Required task
Pick out each line in the records that contains the word "query" and copy those lines.

Material to process

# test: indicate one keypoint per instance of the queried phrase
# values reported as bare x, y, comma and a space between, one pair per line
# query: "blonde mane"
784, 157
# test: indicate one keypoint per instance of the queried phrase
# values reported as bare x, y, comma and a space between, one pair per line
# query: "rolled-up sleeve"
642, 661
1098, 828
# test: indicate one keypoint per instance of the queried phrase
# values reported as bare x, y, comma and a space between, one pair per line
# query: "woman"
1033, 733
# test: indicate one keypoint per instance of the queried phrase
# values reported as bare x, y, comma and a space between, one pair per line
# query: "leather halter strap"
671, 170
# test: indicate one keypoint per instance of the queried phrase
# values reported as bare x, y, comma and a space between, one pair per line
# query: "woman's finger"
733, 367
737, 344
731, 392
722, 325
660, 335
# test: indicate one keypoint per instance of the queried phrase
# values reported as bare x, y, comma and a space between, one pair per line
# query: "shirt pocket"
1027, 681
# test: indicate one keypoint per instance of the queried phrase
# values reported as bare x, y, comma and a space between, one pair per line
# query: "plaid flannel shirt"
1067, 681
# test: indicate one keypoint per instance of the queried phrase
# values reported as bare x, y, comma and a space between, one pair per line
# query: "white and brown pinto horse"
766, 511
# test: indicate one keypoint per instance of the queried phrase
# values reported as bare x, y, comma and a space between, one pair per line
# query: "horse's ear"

Reply to the exercise
# query: "blonde mane"
# query: "rolled-up sleeve"
# query: "woman"
# query: "leather halter strap"
# query: "woman's finger"
# query: "shirt pocket"
# query: "plaid flannel shirt"
# query: "white and brown pinto horse"
# query: "horse's ear"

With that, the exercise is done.